Task item:
Copy the entries out again in full.

####################

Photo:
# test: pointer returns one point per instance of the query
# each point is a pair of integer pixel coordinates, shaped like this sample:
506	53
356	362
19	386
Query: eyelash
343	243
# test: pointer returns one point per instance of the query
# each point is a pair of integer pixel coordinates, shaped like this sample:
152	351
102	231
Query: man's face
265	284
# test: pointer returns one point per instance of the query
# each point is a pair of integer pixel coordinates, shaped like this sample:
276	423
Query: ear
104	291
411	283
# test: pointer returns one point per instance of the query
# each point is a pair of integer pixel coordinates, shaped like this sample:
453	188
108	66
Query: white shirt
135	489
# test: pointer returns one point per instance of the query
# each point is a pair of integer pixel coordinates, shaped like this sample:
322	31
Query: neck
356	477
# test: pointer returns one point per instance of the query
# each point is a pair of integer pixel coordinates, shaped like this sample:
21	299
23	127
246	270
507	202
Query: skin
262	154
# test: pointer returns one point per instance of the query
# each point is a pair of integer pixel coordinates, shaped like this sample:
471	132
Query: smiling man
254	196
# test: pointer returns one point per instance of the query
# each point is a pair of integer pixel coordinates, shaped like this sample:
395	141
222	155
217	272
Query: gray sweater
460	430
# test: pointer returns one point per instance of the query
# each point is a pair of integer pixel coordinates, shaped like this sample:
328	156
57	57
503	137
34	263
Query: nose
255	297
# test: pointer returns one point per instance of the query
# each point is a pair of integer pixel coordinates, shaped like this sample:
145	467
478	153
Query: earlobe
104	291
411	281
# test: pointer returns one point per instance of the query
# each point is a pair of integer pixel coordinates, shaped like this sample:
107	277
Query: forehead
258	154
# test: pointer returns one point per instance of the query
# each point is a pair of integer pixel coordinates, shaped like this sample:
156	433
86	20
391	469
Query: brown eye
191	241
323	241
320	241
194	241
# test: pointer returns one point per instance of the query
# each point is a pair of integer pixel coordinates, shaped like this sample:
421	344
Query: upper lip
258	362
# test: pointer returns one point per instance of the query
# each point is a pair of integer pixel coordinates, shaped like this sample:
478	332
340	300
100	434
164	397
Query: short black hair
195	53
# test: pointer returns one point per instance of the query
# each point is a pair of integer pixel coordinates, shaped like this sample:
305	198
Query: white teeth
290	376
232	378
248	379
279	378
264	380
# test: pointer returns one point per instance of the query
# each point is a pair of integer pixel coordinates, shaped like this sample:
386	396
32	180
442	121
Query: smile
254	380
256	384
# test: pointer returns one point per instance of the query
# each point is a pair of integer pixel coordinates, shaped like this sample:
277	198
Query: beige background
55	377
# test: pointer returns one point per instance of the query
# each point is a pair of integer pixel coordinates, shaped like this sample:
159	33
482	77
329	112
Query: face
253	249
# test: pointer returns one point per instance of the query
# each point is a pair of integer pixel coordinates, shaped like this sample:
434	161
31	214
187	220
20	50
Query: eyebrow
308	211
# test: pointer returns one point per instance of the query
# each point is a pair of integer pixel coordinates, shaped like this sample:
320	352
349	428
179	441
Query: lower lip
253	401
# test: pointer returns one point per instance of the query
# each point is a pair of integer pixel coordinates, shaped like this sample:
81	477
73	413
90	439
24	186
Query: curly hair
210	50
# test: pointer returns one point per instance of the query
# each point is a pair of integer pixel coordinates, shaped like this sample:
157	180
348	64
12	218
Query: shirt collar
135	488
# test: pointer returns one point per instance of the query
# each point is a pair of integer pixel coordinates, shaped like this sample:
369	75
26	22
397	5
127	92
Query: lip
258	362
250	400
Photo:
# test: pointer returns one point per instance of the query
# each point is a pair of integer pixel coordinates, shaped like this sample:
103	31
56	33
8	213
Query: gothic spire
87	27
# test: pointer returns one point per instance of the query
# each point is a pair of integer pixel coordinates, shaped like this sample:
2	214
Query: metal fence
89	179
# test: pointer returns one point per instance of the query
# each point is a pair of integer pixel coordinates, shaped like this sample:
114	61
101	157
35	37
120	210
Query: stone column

####################

Output for this exercise:
Photo:
# test: pointer returns one point per instance of the query
# each point is a pair of integer pixel coordinates, shaped like this sample:
506	53
356	362
19	386
Query: eyelash
343	243
# test: pointer returns one point per instance of the query
# each point is a pair of integer pixel coordinates, shaped like this sample:
152	351
102	231
Query: man's face
265	284
# test: pointer returns one point per instance of the query
# each point is a pair of integer pixel coordinates, shaped like this sample:
276	423
Query: ear
104	291
411	283
# test: pointer returns one point per instance of the query
# each point is a pair of integer pixel coordinates, shaped like this sample:
453	188
108	66
Query: white shirt
135	489
# test: pointer returns one point per instance of the query
# each point is a pair of integer pixel coordinates, shaped like this sample:
322	31
Query: neck
356	477
# test: pointer returns one point per instance of the query
# each point is a pair of integer pixel coordinates, shaped like this sample:
21	299
23	127
246	270
507	202
Query: skin
262	154
# test: pointer returns one point per instance of the query
# each point is a pair of integer pixel coordinates, shaped like this sample:
471	132
Query: smiling man
254	196
# test: pointer returns one point per instance of the query
# each point is a pair of integer pixel coordinates, shaped like this sample:
395	141
222	155
217	272
Query: gray sweater
460	430
# test: pointer returns one point per instance of the query
# each point is a pair of integer pixel coordinates, shaped like this sample:
328	156
57	57
503	137
34	263
Query: nose
255	297
# test: pointer returns one point per instance of the query
# each point is a pair of integer pixel coordinates, shaped like this sample:
145	467
478	153
Query: earlobe
104	291
411	281
# test: pointer returns one point per instance of the query
# each point is a pair of integer pixel coordinates, shaped like this sample:
107	277
Query: forehead
258	154
# test: pointer returns one point per instance of the query
# each point is a pair of integer pixel coordinates, shaped like this sample:
156	433
86	20
391	469
Query: brown eye
191	241
323	241
320	241
194	241
# test: pointer returns one point per instance of the query
# each point is a pair of integer pixel coordinates, shaped like this sample:
421	344
Query: upper lip
258	362
# test: pointer returns one point per instance of the query
# each point is a pair of integer pixel coordinates, shaped like this sample:
478	332
340	300
100	434
164	397
Query: short black hair
195	53
# test: pointer returns one point per instance of the query
# each point is a pair of integer pixel coordinates, shaped like this sample:
305	198
Query: white teeth
290	376
232	378
248	379
279	378
264	380
# test: pointer returns one point per instance of the query
# each point is a pair of integer pixel coordinates, shaped like this sample:
386	396
32	180
442	121
Query: smile
254	380
256	384
# test: pointer returns one point per instance of the query
# each point is a pair of integer pixel coordinates, shaped like this sample:
277	198
Query: beige background
55	377
# test: pointer returns one point per instance of the query
# each point is a pair of integer pixel coordinates, shaped like this sample:
159	33
482	77
329	112
Query: face
253	249
# test: pointer returns one point per instance of the query
# each point is a pair of integer pixel coordinates, shaped like this sample:
434	161
31	214
187	220
20	50
Query: eyebrow
308	211
# test: pointer returns one point per instance of the query
# each point is a pair of integer pixel coordinates, shaped like this sample:
320	352
349	428
179	441
Query: lower lip
253	401
# test: pointer returns one point per instance of the query
# each point is a pair of integer pixel coordinates, shaped like this sample:
81	477
73	413
90	439
24	186
Query: curly hair
210	50
# test: pointer returns one point per instance of the query
# each point is a pair of integer pixel coordinates, shaped like this sample:
157	180
348	64
12	218
Query: shirt collar
135	488
# test: pointer returns one point per instance of the query
# each point is a pair of integer pixel coordinates, shaped like this sample:
369	75
26	22
397	5
127	92
Query: lip
258	362
250	400
Photo:
# test: pointer returns one point per instance of the query
# each point is a pair of integer pixel coordinates, shaped like this sample:
103	31
56	33
8	213
Query: gothic spire
87	27
# test: pointer returns one point per instance of the query
# each point is a pair of integer pixel coordinates, shaped like this sample:
2	214
Query: metal fence
89	179
# test: pointer returns one point per instance of the query
# each point is a pair of integer pixel coordinates, shaped like this sample:
114	61
101	157
35	37
120	210
Query: stone column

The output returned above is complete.